TEXT UNDER STUDY:
Kasai portoenterostomy revolutionized surgical management of UCBA when it was introduced by Professor Kasai in 1959, and Kasai portoenterostomy has been widely accepted as the standard surgical treatment for UCBA. In the original OKPE performed by Professor Kasai himself, transection of the biliary remnant was not deep, and the right and left biliary remnants remain connected by fibrotic connective tissue, which could contain microbile ducts. His sutures for the anastomosis between the raw surface of the biliary remnant and the jejunum also appear to be deliberately “shallow” to avoid damage to patent microbile ducts, especially at 2 and 10 o'clock, where the original right and left bile ducts were present. Many Japanese pediatric surgeons tried modifying the original OKPE to improve results, ⁸ and the anastomosis at the porta hepatis was extended laterally to become wider than the original OKPE. Although LKPE is technically challenging for even experienced pediatric surgeons, the authors believe that if the original concepts of OKPE as derived from an operative video of Professor Kasai himself performing OKPE are adopted, then the anastomosis at the porta hepatitis is possible laparoscopically. In fact, we strongly feel that the extended wide portoenterostomy anastomosis commonly performed in Japan cannot be performed laparoscopically, and if transection is too deep, the liver parenchyma comes between the right and left biliary remnants and they are separated, which could further disrupt microbile duct distribution.

During our LKPE, we did not transect the biliary remnant deeply as Professor Kasai did, resulting in that the portoenterostomy anastomosis is not wide, allowing us to perform portoenterostomy laparoscopically. Also, we tried not to place sutures for the portoenterostomy anastomosis at 2 and 10 o'clock.

When dissecting the fibrotic biliary remnant, special attention must be given to the small vertical branches of the portal vein that drain into the caudate lobe. Most surgeons use high-power hook diathermy to divide the portal vein with unacceptable lateral thermal injury. For our LKPE, we use a Ligasure device to minimize lateral thermal injury to microbile ducts, but an additional 5-mm trocar is needed in the epigastrium. This trocar allows a Ligasure device to be used safely without damaging surrounding tissues and contribute to decreasing the incidence of portal vein complications such as thrombosis, which can be caused by lateral thermal energy.

ENTRIES PROVIDED:
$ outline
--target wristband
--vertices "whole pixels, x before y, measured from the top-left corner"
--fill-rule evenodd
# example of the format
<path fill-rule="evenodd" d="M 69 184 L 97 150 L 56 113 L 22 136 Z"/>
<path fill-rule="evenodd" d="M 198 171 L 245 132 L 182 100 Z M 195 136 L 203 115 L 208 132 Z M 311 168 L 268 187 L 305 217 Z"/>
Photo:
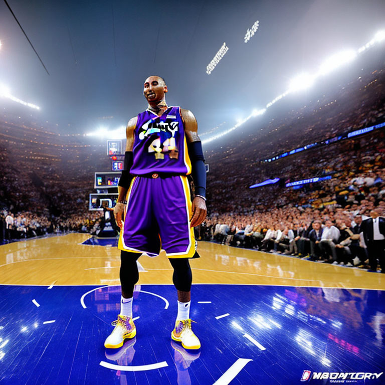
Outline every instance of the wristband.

--

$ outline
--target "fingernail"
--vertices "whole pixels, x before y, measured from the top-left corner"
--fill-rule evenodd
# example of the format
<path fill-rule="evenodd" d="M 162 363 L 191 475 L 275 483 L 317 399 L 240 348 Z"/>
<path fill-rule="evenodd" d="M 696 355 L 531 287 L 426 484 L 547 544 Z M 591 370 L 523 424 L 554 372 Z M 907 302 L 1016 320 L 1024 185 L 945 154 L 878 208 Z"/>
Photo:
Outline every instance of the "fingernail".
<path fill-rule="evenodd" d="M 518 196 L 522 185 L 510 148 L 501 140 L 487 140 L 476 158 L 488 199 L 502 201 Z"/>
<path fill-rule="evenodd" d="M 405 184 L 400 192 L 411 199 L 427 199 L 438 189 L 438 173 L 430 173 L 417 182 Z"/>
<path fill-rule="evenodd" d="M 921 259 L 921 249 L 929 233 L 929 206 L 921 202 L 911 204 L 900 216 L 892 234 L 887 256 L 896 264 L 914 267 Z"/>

==

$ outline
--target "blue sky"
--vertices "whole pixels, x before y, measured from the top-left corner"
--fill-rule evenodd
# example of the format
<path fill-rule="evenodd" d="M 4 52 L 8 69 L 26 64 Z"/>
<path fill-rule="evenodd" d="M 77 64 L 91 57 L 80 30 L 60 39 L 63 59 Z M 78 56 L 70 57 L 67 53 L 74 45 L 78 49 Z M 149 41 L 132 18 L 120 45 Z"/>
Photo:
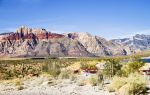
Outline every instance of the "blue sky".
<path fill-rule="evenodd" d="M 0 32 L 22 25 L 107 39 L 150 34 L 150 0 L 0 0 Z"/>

WORK TO BE COMPLETED: From the Kasai portoenterostomy text above, copy out word for word the stretch that begins at the words "During our LKPE, we" and ends after the words "and 10 o'clock.".

COMPLETED TASK:
During our LKPE, we did not transect the biliary remnant deeply as Professor Kasai did, resulting in that the portoenterostomy anastomosis is not wide, allowing us to perform portoenterostomy laparoscopically. Also, we tried not to place sutures for the portoenterostomy anastomosis at 2 and 10 o'clock.